**Your goal**
Taking the line with "point(359, 222)" as the first and the line with "point(423, 63)" as the last, set down exactly every line in that range from the entries below, and no more.

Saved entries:
= Beginning of Section =

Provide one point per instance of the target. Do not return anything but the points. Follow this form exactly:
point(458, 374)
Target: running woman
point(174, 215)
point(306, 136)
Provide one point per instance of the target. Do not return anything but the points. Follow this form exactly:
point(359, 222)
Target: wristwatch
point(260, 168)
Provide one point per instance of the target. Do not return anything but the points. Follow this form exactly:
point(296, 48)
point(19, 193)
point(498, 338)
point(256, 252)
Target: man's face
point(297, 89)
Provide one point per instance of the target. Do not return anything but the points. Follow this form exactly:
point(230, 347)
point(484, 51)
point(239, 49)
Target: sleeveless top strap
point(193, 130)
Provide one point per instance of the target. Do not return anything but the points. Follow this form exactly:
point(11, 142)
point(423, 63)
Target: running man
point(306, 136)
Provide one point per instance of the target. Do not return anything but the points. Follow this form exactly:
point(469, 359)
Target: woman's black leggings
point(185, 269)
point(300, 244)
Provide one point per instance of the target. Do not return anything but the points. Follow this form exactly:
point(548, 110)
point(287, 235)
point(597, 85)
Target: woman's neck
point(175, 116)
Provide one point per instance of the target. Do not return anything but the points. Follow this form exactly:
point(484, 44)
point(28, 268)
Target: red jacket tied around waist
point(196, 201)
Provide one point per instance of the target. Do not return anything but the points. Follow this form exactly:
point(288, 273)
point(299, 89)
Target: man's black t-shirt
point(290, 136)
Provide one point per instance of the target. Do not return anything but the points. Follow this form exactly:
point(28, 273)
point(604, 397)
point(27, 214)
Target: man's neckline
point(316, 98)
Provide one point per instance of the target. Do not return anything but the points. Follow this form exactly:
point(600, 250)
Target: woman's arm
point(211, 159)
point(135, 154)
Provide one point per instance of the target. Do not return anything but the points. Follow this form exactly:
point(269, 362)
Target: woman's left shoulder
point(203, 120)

= End of Section =

**Exercise result**
point(359, 222)
Target: wristwatch
point(260, 168)
Provide one point per instance of the target. Do not return anything but the points. Follow this form exactly:
point(296, 48)
point(19, 193)
point(498, 338)
point(256, 252)
Target: man's face
point(297, 89)
Provide one point per instance of the target. Do not return anything but the points. Follow this form exactly:
point(230, 347)
point(484, 51)
point(239, 49)
Target: sleeveless top strap
point(193, 130)
Provide one point per instance of the target. Do not return anything but the points. Follow this form exactly:
point(11, 142)
point(423, 63)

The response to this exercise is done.